**Assignment**
Among the lines of the records, find all that carry the word "painted" and copy them.

----------------------------------------

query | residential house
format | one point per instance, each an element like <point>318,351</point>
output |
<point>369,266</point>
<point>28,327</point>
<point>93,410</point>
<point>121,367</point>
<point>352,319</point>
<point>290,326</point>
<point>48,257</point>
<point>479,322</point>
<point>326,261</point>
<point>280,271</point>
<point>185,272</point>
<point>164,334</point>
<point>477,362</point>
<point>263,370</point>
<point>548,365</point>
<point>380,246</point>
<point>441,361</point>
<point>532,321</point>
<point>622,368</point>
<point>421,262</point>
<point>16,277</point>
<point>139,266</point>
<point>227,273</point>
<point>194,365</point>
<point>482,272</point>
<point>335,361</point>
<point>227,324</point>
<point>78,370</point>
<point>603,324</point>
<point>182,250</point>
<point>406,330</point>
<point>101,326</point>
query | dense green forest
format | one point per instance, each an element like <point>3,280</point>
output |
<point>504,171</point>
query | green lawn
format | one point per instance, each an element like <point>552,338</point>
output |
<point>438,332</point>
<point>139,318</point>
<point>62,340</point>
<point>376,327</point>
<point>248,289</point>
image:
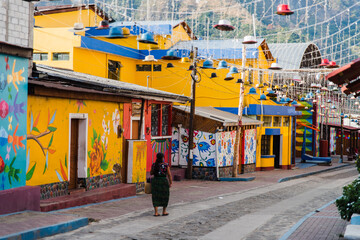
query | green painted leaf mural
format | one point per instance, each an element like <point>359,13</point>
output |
<point>51,139</point>
<point>30,173</point>
<point>52,129</point>
<point>104,165</point>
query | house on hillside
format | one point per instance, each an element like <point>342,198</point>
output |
<point>86,132</point>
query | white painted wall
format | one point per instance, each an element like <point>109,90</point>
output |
<point>16,22</point>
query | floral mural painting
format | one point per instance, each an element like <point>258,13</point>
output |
<point>204,151</point>
<point>97,155</point>
<point>250,146</point>
<point>175,147</point>
<point>137,161</point>
<point>13,106</point>
<point>36,135</point>
<point>184,146</point>
<point>225,148</point>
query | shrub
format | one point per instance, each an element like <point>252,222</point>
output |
<point>349,203</point>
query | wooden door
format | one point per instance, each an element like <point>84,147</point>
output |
<point>135,129</point>
<point>74,153</point>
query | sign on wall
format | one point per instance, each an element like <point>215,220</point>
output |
<point>137,156</point>
<point>14,168</point>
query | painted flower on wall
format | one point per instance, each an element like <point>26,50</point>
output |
<point>97,156</point>
<point>116,119</point>
<point>174,145</point>
<point>203,146</point>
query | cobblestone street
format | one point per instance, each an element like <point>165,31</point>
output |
<point>263,211</point>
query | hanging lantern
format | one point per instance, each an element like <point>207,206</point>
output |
<point>170,55</point>
<point>228,77</point>
<point>249,40</point>
<point>185,60</point>
<point>150,58</point>
<point>262,97</point>
<point>147,38</point>
<point>208,64</point>
<point>116,32</point>
<point>222,65</point>
<point>213,75</point>
<point>332,64</point>
<point>252,91</point>
<point>78,27</point>
<point>284,9</point>
<point>271,94</point>
<point>324,62</point>
<point>104,24</point>
<point>169,65</point>
<point>275,66</point>
<point>233,70</point>
<point>224,25</point>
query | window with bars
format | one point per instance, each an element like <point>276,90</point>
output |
<point>160,120</point>
<point>267,121</point>
<point>114,69</point>
<point>286,121</point>
<point>61,56</point>
<point>277,122</point>
<point>40,56</point>
<point>265,144</point>
<point>147,67</point>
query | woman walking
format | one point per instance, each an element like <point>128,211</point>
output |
<point>160,184</point>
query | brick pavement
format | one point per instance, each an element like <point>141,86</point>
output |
<point>181,192</point>
<point>323,225</point>
<point>23,221</point>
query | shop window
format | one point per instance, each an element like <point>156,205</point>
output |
<point>286,122</point>
<point>155,119</point>
<point>40,56</point>
<point>265,144</point>
<point>114,69</point>
<point>277,122</point>
<point>267,121</point>
<point>165,120</point>
<point>160,119</point>
<point>157,68</point>
<point>147,67</point>
<point>61,56</point>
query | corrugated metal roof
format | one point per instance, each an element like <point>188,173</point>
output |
<point>123,88</point>
<point>219,49</point>
<point>228,119</point>
<point>289,55</point>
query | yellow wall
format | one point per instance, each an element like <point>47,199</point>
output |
<point>95,63</point>
<point>50,40</point>
<point>67,19</point>
<point>48,121</point>
<point>285,145</point>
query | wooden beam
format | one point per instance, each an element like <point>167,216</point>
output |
<point>47,92</point>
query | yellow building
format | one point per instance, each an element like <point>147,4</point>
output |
<point>125,59</point>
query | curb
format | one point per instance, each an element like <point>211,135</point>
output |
<point>46,231</point>
<point>310,173</point>
<point>302,220</point>
<point>237,179</point>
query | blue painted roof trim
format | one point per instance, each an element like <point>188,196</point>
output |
<point>272,131</point>
<point>255,109</point>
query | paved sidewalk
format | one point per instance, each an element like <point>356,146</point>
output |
<point>182,192</point>
<point>324,223</point>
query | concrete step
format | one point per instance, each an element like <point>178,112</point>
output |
<point>92,196</point>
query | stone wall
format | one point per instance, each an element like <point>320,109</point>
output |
<point>226,171</point>
<point>246,168</point>
<point>204,173</point>
<point>54,190</point>
<point>16,22</point>
<point>102,181</point>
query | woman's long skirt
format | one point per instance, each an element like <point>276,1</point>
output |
<point>160,191</point>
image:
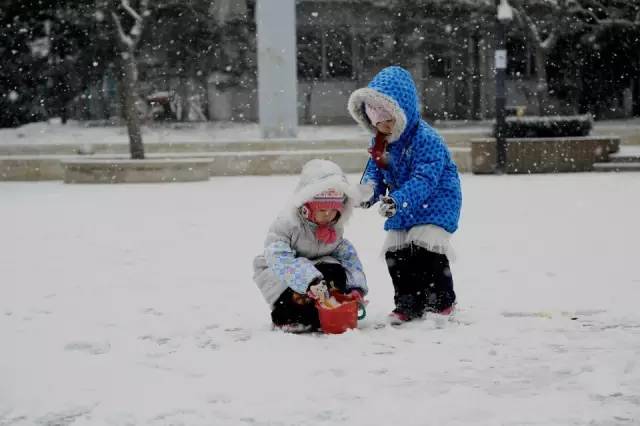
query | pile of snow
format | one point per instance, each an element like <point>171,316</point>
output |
<point>134,304</point>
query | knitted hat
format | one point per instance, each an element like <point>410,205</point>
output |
<point>377,113</point>
<point>328,199</point>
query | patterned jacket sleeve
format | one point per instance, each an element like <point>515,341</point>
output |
<point>296,272</point>
<point>346,254</point>
<point>429,157</point>
<point>372,176</point>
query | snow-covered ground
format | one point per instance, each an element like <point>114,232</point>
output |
<point>134,305</point>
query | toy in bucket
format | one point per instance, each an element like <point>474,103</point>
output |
<point>337,312</point>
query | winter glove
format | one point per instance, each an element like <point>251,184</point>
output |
<point>356,294</point>
<point>318,290</point>
<point>300,299</point>
<point>387,206</point>
<point>365,191</point>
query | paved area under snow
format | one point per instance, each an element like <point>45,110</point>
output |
<point>134,305</point>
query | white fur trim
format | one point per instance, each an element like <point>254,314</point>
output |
<point>373,97</point>
<point>318,176</point>
<point>430,237</point>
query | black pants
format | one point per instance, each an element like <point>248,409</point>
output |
<point>286,311</point>
<point>421,279</point>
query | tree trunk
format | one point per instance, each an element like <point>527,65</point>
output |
<point>129,77</point>
<point>542,88</point>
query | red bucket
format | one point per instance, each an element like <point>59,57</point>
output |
<point>341,318</point>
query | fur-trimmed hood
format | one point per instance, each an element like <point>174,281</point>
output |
<point>394,89</point>
<point>320,175</point>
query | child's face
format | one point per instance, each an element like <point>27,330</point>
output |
<point>325,216</point>
<point>386,126</point>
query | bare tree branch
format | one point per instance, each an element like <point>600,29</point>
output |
<point>126,6</point>
<point>577,7</point>
<point>124,38</point>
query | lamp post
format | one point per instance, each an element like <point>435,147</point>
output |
<point>504,16</point>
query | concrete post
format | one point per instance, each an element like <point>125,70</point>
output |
<point>277,70</point>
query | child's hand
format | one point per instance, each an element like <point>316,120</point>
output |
<point>301,299</point>
<point>387,206</point>
<point>319,291</point>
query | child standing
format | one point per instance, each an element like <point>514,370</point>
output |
<point>415,180</point>
<point>305,247</point>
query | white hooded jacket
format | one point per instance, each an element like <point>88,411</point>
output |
<point>291,248</point>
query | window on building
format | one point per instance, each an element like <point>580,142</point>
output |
<point>439,66</point>
<point>325,53</point>
<point>520,59</point>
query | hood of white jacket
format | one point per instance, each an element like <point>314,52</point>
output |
<point>320,175</point>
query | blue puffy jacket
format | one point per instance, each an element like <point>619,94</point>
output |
<point>421,176</point>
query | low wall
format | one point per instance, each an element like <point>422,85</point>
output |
<point>234,163</point>
<point>135,171</point>
<point>543,155</point>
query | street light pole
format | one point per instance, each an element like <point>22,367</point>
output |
<point>504,15</point>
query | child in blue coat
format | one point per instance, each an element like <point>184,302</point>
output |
<point>416,182</point>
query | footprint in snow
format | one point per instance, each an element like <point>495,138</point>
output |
<point>92,348</point>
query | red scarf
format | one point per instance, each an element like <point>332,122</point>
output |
<point>326,234</point>
<point>379,150</point>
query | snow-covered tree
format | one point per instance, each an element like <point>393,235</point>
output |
<point>123,15</point>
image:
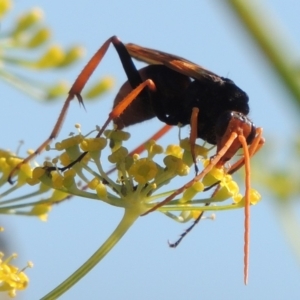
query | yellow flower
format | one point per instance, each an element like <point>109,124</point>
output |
<point>143,170</point>
<point>11,279</point>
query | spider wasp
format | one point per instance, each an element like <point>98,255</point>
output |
<point>177,92</point>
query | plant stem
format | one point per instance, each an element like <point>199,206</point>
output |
<point>128,219</point>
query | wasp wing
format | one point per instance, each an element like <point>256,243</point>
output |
<point>176,63</point>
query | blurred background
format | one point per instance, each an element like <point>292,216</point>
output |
<point>209,262</point>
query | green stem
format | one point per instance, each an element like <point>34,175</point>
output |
<point>265,32</point>
<point>128,219</point>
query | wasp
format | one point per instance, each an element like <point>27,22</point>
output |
<point>177,92</point>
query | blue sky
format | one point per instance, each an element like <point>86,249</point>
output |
<point>209,263</point>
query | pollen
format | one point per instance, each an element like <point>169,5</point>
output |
<point>143,170</point>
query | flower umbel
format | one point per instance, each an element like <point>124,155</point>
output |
<point>138,187</point>
<point>11,278</point>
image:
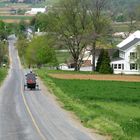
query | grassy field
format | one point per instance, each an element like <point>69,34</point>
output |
<point>16,17</point>
<point>3,73</point>
<point>62,57</point>
<point>112,108</point>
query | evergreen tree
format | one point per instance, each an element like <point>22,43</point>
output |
<point>99,61</point>
<point>105,67</point>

----------------------------------------

**Problem solution**
query | green painted leaf mural
query | white painted wall
query | painted flower on wall
query | blue painted roof trim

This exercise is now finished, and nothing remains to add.